## [WRITTEN PROBLEM 1]
Copy these lines exactly: the part of the entries that opens with their first line and closes with the line containing "target: white cloud".

## [SELECTED PASSAGE]
-- Begin --
S A RESULT of the large-scale economic dislocation and destruction brought about by World War II and the necessity of building strength to resist the aggressive nature of Soviet foreign policy, the political leaders of many countries in free Europe have increasingly turned to European integration as an essential means of facilitating the economic recovery of Western Europe and of reorganizing its defenses. They have found that the problems confronting them extend beyond national boundaries and that the resources of individual countries are inadequate for the achievement of real solutions.

The idea of European political integration goes back to the early history of Europe. On various occasions the Continent has been partially but only temporarily integrated through conquest. Political integration within a democratic framework, however, has never before been realized. Most of the integration plans formulated between the fourteenth century and World War I suffered from the fact that they were not sufficiently practical in nature and were advocated largely by people with little or no influence on their governments.
-- End --
## [MATERIAL FOR THIS EXERCISE]
-- Begin --
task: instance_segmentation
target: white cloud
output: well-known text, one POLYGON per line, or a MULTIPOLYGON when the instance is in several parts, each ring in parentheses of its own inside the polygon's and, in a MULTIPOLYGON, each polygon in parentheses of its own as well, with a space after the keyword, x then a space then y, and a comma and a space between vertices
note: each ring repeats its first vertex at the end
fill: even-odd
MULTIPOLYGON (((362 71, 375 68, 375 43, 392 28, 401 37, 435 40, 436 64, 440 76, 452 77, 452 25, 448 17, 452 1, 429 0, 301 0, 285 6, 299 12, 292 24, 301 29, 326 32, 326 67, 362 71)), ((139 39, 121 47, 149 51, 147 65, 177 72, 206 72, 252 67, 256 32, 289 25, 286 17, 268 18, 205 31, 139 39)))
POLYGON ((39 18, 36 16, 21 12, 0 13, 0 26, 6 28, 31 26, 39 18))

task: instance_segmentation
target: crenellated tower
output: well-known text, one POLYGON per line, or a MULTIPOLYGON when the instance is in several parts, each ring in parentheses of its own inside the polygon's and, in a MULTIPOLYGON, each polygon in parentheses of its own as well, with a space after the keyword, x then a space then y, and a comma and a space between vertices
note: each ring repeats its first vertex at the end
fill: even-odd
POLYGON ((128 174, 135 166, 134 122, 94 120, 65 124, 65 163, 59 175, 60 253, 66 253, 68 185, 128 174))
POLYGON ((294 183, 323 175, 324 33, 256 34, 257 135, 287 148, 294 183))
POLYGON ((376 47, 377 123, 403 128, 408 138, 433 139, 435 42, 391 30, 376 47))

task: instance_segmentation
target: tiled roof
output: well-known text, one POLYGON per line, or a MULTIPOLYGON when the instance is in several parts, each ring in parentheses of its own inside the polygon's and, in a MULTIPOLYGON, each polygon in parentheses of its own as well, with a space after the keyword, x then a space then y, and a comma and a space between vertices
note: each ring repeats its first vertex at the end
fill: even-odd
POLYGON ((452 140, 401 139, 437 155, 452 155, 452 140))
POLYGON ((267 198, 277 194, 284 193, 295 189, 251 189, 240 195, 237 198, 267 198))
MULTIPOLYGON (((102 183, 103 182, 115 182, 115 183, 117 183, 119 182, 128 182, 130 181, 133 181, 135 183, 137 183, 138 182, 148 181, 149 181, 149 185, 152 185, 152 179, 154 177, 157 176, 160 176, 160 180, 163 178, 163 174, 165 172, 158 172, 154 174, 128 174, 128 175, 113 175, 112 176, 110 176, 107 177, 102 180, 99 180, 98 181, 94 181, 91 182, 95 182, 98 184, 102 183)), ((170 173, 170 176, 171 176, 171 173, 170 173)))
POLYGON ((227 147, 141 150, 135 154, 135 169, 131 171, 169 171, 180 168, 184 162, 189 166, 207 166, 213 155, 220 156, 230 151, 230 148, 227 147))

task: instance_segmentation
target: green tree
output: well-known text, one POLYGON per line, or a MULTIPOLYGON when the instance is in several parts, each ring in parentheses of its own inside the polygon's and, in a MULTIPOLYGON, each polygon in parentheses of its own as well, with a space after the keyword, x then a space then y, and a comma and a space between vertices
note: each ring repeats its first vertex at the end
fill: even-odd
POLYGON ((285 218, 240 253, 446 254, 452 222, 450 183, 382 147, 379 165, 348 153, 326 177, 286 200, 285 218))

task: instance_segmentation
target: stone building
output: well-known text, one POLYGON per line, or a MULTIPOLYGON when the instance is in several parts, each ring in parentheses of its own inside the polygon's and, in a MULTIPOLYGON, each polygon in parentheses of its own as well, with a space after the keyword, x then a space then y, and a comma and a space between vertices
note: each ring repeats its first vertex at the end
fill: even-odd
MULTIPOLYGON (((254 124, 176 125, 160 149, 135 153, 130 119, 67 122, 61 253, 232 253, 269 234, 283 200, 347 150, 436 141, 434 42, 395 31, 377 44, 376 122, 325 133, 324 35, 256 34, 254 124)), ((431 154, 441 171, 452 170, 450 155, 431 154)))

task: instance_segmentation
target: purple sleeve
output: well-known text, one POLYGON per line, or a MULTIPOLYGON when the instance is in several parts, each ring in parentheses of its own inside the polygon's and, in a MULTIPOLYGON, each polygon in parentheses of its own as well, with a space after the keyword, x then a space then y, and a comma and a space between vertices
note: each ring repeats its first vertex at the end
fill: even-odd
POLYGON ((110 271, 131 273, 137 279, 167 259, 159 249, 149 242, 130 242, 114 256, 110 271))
-- End --
## [WRITTEN PROBLEM 2]
From the passage on European integration, repeat word for word the part that opens with the words "The idea of" and closes with "on their governments.".

## [FULL ANSWER 1]
task: instance_segmentation
target: white cloud

## [FULL ANSWER 2]
The idea of European political integration goes back to the early history of Europe. On various occasions the Continent has been partially but only temporarily integrated through conquest. Political integration within a democratic framework, however, has never before been realized. Most of the integration plans formulated between the fourteenth century and World War I suffered from the fact that they were not sufficiently practical in nature and were advocated largely by people with little or no influence on their governments.